• _Your instructions_
Arrange the lines of the items below as a numbered list, leaving out any blank lines. Omit the pictures from your answer.

Location identification entries
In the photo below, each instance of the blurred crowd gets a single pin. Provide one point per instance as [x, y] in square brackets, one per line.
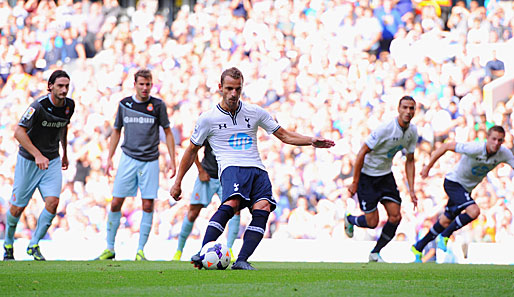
[330, 68]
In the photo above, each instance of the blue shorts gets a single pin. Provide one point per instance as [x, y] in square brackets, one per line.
[458, 199]
[28, 177]
[374, 189]
[203, 191]
[250, 183]
[132, 174]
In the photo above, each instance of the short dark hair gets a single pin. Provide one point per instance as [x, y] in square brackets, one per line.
[55, 75]
[143, 73]
[405, 98]
[232, 72]
[496, 128]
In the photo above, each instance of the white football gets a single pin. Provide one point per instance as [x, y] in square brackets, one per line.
[215, 256]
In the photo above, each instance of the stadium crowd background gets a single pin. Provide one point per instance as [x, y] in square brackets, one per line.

• _Response for this exercise_
1. In the photo below, each instance of the blurred crowd gets a single pin. Provide one point per instance as [x, y] in square brackets, one per line.
2. [330, 68]
3. In the photo above, each instance of the blue shorts gets a single pin. Provide one point per instance as [x, y] in square brackets, one per line.
4. [458, 199]
5. [28, 177]
6. [374, 189]
7. [203, 191]
8. [250, 183]
9. [132, 174]
10. In the photo above, each instance of the short dark hair gets a single pin. Provide one point per instance as [x, y] in square brackets, one per line.
11. [55, 75]
12. [143, 73]
13. [405, 98]
14. [232, 72]
15. [496, 128]
16. In the photo above, each instance of the white football gets a single pin. Provide one point per instance as [x, y] in square brackets, one per line.
17. [215, 256]
18. In the photo above, each instance of the stadium crowd background gets a single pin. Provide one point per instance as [x, y] in square brackets, one per line.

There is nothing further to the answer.